### TASK INSTRUCTIONS
When you answer, restate the entries below without altering anything.

### DATASET EXCERPTS
***

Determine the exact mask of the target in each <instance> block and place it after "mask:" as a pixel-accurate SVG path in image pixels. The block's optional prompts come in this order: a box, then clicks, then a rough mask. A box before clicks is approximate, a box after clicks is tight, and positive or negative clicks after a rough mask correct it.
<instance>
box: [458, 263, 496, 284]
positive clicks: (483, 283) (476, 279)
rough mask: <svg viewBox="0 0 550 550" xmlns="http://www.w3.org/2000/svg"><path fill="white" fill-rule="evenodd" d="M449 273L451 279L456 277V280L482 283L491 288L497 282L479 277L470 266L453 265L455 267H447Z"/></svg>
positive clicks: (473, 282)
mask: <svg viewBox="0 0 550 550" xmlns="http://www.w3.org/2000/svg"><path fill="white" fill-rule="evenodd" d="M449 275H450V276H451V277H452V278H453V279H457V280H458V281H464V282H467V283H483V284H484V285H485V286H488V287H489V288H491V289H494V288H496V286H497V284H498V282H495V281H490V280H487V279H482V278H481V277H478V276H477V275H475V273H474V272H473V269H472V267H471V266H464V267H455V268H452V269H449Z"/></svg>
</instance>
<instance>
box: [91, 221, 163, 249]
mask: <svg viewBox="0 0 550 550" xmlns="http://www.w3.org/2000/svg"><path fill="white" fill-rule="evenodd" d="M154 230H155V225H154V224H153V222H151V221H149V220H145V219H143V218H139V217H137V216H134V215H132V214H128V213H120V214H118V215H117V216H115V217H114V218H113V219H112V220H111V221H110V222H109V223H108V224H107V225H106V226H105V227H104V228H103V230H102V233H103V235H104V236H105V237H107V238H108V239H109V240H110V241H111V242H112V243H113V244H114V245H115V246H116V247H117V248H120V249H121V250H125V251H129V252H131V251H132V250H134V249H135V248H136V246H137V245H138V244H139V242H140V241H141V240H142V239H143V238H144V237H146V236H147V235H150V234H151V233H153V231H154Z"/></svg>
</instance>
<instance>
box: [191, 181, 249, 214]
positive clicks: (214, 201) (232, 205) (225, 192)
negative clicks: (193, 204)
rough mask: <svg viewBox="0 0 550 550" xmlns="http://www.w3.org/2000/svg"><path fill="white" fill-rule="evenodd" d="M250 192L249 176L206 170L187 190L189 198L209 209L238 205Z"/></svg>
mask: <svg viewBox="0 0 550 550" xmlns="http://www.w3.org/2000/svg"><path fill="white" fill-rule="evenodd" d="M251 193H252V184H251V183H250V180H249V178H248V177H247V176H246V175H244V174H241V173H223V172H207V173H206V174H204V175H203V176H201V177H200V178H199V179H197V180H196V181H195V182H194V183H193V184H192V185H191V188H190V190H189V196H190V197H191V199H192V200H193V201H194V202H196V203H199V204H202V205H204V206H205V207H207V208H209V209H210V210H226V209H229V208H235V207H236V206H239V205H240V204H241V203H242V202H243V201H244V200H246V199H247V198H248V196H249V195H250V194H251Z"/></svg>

***

### REPLY TO THE EXERCISE
Determine the exact mask of the target in each <instance> block and place it after "mask:" as a pixel-accurate SVG path in image pixels. The block's optional prompts come in this order: a box, then clicks, then a rough mask. A box before clicks is approximate, a box after clicks is tight, and positive or negative clicks after a rough mask correct it.
<instance>
box: [458, 263, 496, 284]
positive clicks: (483, 283) (476, 279)
rough mask: <svg viewBox="0 0 550 550" xmlns="http://www.w3.org/2000/svg"><path fill="white" fill-rule="evenodd" d="M449 273L451 279L456 277V280L482 283L491 288L497 282L479 277L470 266L453 265L455 267H447Z"/></svg>
positive clicks: (473, 282)
mask: <svg viewBox="0 0 550 550" xmlns="http://www.w3.org/2000/svg"><path fill="white" fill-rule="evenodd" d="M449 275H450V276H451V277H452V278H453V279H457V280H458V281H464V282H467V283H483V284H484V285H485V286H488V287H489V288H491V289H494V288H496V286H497V284H498V282H495V281H490V280H487V279H482V278H481V277H478V276H477V275H475V273H474V272H473V269H472V267H471V266H464V267H455V268H452V269H449Z"/></svg>
</instance>
<instance>
box: [91, 221, 163, 249]
mask: <svg viewBox="0 0 550 550" xmlns="http://www.w3.org/2000/svg"><path fill="white" fill-rule="evenodd" d="M154 230H155V225H154V224H153V222H151V221H149V220H145V219H143V218H139V217H137V216H134V215H132V214H128V213H120V214H118V215H117V216H115V217H114V218H113V219H112V220H111V221H110V222H109V223H108V224H107V225H106V226H105V227H104V228H103V230H102V233H103V235H104V236H105V237H107V238H108V239H109V240H110V241H111V242H112V243H113V244H114V245H115V246H116V247H117V248H120V249H121V250H125V251H129V252H131V251H132V250H134V249H135V248H136V246H137V245H138V244H139V242H140V241H141V240H142V239H143V238H144V237H146V236H147V235H150V234H151V233H153V231H154Z"/></svg>
</instance>
<instance>
box: [191, 181, 249, 214]
positive clicks: (214, 201) (232, 205) (225, 192)
negative clicks: (193, 204)
rough mask: <svg viewBox="0 0 550 550" xmlns="http://www.w3.org/2000/svg"><path fill="white" fill-rule="evenodd" d="M250 192L249 176L206 170L187 190L189 198L209 209L238 205Z"/></svg>
mask: <svg viewBox="0 0 550 550" xmlns="http://www.w3.org/2000/svg"><path fill="white" fill-rule="evenodd" d="M251 193H252V184H251V183H250V180H249V178H248V177H247V176H246V175H244V174H241V173H223V172H207V173H206V174H204V175H203V176H201V177H200V178H199V179H197V180H196V181H195V182H194V183H193V184H192V185H191V188H190V190H189V196H190V197H191V199H192V200H193V201H194V202H196V203H199V204H202V205H204V206H205V207H207V208H209V209H210V210H226V209H229V208H235V207H236V206H239V205H240V204H241V203H242V202H243V201H244V200H246V199H247V198H248V196H249V195H250V194H251Z"/></svg>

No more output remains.